(Stored dataset items)
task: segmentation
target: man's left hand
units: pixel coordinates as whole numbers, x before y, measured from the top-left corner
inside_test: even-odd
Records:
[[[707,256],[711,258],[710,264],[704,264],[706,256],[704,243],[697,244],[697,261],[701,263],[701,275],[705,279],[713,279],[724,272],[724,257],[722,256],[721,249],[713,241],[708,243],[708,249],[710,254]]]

__AIM__: Please rewrite the listing with "top-left corner" changed to "upper-left corner", leaving everything else as it is.

__THE REPLY__:
task: segmentation
target: man's left hand
units: pixel coordinates as whole numbers, x before y, measured from the upper-left corner
inside_test: even-odd
Records:
[[[707,256],[711,258],[710,264],[704,264],[706,256],[704,243],[697,244],[697,261],[701,263],[701,275],[705,279],[713,279],[724,272],[724,257],[722,256],[721,249],[713,241],[708,243],[708,249],[710,254]]]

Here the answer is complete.